_TEXT SHOWN_:
====

Chapter 9 Linear Regression

Here is an describing a little of the theory of linear regression, as well as covering how to do it in R.

embed_url("https://www.youtube.com/watch?v=-7LHOpWGfMc")

9.1 Regression and residual diagnostics

We start by loading a faithful old data set, the ``old faithful’’ data set. This should be built in to most versions of R, and you can access it by typing ‘faithful’, and tells us the waiting time between eruptions and the duration of the eruption for the Old Faithful geyser in Yellowstone National Park, Wyoming, USA.

data("faithful")
head(faithful)

##   eruptions waiting
## 1     3.600      79
## 2     1.800      54
## 3     3.333      74
## 4     2.283      62
## 5     4.533      85
## 6     2.883      55

Type help(faithful) to see all the details about this data set.

Let’s fit a model first of all, by the following commands:

yellowstone.lm<-lm(eruptions~waiting,data=faithful)
 plot(faithful$waiting,faithful$eruptions,xlab="Waiting time",ylab="Eruption duration")
 abline(yellowstone.lm$coef)

When we are fitting a linear model, say \(y\) against \(x\), we are in effect trying to draw a line of best fit through the data with the equation for the line given by \[y=\beta_0+\beta_1 x\] where \(\beta_0\) is the intercept, and \(\beta_1\) is the slope of regression. The aim in the regression is to fit the line as well as we can, where we want to minimise some function of the vertical distances between the points and the line. We call these distances the residuals.

In order to find the best line, we find the line which we draw through the data which minimises the sum of all the squares of the residuals. The (unique) values of \(\beta_0\) and \(\beta_1\) which do these are known as the least squares estimate.

If the model is a good one, then we expect our residuals to be normally distributed, identically distributed, and independent of each other. We can look at the residual plots to assess the how well the model fits.

plot(yellowstone.lm)

If you are running the commands in the console window of R Studio, you will be asked to press enter four times, to show various different diagnostic plots.

The fist plot shows you how the residuals vary with the fitted values (with the values of \(y\) predicted by the model at each value of \(x\)). If our model is correct, we should see no pattern here, and the residuals should be uniformly scattered on either side of zero with no trend evident. In this example, we do see a trend of a couple of lines from top left to bottom right, so perhaps we have reason to doubt our model is correct.

The second plot is known as a QQ (quantile-quantile) plot. This is assessing whether our residuals are normally distributed. If they are normally distributed, then most of the points are on the line and there is no trend visible. Here we see a slight trend at the beginning and the end, so there is some reason again to question how well our model fits.

====

_DATA EXTRACT_:
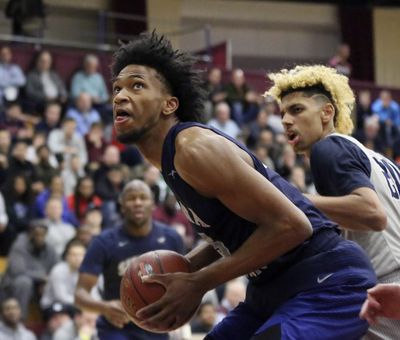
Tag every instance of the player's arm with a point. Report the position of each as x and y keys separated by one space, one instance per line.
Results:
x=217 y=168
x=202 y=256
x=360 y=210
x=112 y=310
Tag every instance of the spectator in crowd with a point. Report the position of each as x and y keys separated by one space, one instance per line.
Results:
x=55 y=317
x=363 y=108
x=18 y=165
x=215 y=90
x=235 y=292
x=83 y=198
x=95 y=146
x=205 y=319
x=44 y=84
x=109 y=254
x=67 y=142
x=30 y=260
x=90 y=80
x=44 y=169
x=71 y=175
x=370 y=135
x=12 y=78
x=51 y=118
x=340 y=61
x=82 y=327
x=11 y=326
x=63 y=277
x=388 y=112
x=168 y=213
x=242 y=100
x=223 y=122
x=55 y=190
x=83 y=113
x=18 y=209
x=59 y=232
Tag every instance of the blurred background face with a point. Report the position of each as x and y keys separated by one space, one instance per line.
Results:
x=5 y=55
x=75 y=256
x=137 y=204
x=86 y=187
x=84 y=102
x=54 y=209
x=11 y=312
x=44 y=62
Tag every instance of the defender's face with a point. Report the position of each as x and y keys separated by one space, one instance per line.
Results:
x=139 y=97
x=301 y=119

====

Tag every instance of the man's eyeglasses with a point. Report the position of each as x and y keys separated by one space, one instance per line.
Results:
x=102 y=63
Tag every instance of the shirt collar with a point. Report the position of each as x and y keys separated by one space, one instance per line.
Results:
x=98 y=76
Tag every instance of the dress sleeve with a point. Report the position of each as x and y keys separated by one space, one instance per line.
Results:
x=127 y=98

====

_EXERCISE 1_: Copy from "plot(yellowstone.lm)" to "model is correct." in the linear regression text.
_EXERCISE 2_: In the linear regression text, list the properties we expect the residuals to have if the model is a good one.

_YOUR RESPONSE 1_:
plot(yellowstone.lm)

If you are running the commands in the console window of R Studio, you will be asked to press enter four times, to show various different diagnostic plots.

The fist plot shows you how the residuals vary with the fitted values (with the values of \(y\) predicted by the model at each value of \(x\)). If our model is correct, we should see no pattern here, and the residuals should be uniformly scattered on either side of zero with no trend evident. In this example, we do see a trend of a couple of lines from top left to bottom right, so perhaps we have reason to doubt our model is correct.

_YOUR RESPONSE 2_:
- Normally distributed
- Identically distributed
- Independent of each other